Referring expression pointing data
====
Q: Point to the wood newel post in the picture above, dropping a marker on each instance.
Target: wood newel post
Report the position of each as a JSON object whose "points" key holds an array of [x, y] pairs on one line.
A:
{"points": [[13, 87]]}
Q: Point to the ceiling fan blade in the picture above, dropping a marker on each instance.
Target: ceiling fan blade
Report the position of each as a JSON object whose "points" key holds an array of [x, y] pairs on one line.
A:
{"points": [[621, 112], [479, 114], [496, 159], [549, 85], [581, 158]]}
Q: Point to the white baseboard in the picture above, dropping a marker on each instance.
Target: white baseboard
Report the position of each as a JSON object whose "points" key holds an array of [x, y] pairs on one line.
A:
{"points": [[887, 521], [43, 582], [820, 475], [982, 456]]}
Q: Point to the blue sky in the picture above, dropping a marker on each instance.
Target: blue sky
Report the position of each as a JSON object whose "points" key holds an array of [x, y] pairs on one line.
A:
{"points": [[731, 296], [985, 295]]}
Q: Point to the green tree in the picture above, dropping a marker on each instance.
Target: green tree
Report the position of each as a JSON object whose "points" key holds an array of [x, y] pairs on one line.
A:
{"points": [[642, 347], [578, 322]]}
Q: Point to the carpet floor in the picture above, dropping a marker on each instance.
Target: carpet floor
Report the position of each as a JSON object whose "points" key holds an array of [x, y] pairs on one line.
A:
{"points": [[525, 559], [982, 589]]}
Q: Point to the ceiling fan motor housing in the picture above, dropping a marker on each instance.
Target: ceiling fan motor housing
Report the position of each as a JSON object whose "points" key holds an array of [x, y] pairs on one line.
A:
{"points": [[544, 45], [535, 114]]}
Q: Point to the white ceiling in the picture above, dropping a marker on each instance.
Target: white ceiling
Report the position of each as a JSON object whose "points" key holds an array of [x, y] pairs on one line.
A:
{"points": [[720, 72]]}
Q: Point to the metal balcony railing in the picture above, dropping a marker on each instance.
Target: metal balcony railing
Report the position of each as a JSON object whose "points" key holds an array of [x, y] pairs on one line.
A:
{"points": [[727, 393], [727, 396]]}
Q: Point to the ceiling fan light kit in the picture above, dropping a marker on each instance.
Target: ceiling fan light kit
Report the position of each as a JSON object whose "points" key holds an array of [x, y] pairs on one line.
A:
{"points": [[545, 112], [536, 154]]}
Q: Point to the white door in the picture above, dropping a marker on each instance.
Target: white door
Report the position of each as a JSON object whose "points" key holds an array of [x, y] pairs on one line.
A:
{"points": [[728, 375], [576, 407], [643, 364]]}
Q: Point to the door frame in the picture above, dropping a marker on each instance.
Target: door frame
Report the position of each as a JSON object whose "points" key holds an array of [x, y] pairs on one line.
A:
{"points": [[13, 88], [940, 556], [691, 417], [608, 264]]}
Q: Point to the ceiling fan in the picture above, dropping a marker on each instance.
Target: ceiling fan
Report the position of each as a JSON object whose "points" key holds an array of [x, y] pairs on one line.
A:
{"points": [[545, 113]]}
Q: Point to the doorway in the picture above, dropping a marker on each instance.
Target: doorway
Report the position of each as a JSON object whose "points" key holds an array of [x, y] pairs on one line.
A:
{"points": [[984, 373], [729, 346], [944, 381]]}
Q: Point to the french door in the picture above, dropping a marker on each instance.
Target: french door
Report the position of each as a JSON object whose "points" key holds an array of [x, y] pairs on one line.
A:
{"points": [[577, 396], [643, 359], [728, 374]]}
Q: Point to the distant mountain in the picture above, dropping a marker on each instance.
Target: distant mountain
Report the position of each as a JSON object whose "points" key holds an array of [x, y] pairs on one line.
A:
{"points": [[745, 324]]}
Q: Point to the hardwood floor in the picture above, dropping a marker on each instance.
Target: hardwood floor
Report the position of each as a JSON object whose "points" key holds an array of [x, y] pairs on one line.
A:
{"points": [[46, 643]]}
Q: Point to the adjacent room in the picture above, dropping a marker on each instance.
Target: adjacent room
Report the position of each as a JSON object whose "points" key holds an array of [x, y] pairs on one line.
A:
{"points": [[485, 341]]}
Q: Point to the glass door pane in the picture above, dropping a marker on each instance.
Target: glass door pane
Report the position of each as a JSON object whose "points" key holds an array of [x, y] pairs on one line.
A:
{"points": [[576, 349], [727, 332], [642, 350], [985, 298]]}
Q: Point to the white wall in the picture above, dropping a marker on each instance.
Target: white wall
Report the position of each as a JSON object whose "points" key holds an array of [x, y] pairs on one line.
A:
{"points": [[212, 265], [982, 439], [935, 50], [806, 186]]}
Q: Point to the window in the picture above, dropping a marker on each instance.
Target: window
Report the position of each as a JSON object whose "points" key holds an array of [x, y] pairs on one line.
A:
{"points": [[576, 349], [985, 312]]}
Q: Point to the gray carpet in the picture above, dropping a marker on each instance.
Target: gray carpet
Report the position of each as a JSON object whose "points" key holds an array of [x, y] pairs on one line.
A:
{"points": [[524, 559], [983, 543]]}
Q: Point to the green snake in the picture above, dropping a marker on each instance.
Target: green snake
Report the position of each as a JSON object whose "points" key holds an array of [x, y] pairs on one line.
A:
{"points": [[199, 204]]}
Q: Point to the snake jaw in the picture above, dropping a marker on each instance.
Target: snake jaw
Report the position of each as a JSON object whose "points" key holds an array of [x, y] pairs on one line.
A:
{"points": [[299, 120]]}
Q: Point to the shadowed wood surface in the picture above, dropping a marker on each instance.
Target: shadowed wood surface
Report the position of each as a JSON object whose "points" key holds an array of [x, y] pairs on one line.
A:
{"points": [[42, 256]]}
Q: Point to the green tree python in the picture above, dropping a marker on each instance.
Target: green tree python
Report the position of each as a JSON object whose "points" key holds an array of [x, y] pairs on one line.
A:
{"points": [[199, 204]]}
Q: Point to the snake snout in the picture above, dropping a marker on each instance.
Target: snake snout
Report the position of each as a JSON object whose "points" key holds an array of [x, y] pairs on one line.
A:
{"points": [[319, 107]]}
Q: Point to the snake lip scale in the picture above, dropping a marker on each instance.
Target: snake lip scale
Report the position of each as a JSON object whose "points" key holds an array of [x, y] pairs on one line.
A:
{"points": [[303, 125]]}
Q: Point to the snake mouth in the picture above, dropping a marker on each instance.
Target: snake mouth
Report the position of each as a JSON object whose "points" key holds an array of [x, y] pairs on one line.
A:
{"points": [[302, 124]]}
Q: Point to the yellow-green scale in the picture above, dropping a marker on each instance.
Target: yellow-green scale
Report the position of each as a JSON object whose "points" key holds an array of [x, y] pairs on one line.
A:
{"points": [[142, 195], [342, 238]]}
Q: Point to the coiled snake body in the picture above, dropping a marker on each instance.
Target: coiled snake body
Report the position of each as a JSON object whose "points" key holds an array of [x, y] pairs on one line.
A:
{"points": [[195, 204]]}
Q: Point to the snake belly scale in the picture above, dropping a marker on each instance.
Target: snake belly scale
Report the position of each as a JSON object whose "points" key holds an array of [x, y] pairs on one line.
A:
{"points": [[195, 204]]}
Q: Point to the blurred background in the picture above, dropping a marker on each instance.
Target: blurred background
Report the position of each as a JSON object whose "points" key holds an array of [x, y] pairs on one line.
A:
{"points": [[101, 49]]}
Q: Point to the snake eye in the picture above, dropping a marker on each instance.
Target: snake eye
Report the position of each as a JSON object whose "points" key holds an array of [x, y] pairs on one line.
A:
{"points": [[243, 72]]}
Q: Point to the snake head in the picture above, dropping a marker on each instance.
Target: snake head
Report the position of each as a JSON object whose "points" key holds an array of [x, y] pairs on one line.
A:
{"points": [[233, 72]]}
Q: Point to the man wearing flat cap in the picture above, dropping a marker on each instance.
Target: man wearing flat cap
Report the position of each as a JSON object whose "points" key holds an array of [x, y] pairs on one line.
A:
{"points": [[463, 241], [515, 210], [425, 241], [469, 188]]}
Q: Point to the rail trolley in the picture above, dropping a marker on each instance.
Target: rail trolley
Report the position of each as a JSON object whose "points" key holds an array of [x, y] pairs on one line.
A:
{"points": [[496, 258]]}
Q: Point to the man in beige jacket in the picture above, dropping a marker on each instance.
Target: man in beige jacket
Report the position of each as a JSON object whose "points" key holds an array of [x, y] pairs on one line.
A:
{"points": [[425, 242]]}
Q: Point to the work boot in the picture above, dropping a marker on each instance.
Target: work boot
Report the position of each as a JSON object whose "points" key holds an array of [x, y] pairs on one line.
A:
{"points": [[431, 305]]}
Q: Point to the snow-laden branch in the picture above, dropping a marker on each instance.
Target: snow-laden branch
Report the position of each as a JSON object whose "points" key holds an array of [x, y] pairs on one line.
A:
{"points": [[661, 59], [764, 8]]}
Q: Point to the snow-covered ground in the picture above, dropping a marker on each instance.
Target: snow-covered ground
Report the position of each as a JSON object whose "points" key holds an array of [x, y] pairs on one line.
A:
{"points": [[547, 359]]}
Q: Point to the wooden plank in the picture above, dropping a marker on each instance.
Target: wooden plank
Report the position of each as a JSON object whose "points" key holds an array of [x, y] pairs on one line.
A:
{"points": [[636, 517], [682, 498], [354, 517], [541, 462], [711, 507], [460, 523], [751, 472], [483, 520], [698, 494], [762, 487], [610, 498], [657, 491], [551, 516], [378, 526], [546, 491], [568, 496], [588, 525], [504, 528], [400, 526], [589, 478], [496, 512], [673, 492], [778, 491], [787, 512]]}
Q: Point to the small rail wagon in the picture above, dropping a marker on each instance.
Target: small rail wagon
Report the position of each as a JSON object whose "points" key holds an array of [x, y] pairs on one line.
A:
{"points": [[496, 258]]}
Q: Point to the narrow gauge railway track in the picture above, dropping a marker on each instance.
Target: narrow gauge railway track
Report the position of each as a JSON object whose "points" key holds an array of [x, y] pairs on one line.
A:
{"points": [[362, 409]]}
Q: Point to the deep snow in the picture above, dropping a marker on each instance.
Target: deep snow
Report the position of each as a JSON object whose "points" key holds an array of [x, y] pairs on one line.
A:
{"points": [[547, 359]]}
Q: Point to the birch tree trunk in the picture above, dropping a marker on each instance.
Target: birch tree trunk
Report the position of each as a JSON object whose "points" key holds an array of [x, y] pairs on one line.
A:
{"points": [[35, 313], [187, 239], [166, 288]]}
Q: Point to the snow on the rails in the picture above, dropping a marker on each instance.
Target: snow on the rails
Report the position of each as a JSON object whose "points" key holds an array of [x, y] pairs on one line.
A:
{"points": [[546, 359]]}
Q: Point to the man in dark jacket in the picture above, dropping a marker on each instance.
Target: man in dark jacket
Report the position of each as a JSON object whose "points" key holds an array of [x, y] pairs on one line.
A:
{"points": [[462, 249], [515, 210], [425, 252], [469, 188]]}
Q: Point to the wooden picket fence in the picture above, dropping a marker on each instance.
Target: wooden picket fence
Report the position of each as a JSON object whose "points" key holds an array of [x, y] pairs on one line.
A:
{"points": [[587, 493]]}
====
Work to be completed: Looking back over the data above, restate word for word the lines that begin at the line with "Target: french door" and end at the line with "Target: white wall", inclusive.

Exercise solution:
Target: french door
Report the position of each as a JSON object whose "points" key holds an array of [x, y] pairs on one line.
A:
{"points": [[577, 396], [643, 359], [728, 374]]}
Q: Point to the distant mountain in the picture above, dropping a marker on each instance.
Target: distant mountain
Report the position of each as a JSON object whose "points" key holds an array of [x, y] pairs on one line.
A:
{"points": [[745, 324]]}
Q: Point to the hardwood floor in the picture above, dropping a marker on each instance.
Target: hardwood floor
Report the position of each as a JSON object whose "points" key holds an array of [x, y] pairs on one line.
A:
{"points": [[46, 643]]}
Q: Point to the adjacent room in the picture above, dropping a marker on each instance.
Target: adjacent room
Report the position of each as a JSON object whose "points" key holds an array of [x, y] pairs on one line.
A:
{"points": [[485, 341]]}
Q: Point to the glass door pane in the picture above, dropping a marker on each instance.
Target: glass door pane
Report the position of each as a JSON object whose "points" key holds an array of [x, y] pairs on one line.
A:
{"points": [[576, 349], [727, 332], [642, 350], [985, 298]]}
Q: Point to the white wall in the picture above, dropping a marker on each instance.
Target: white wall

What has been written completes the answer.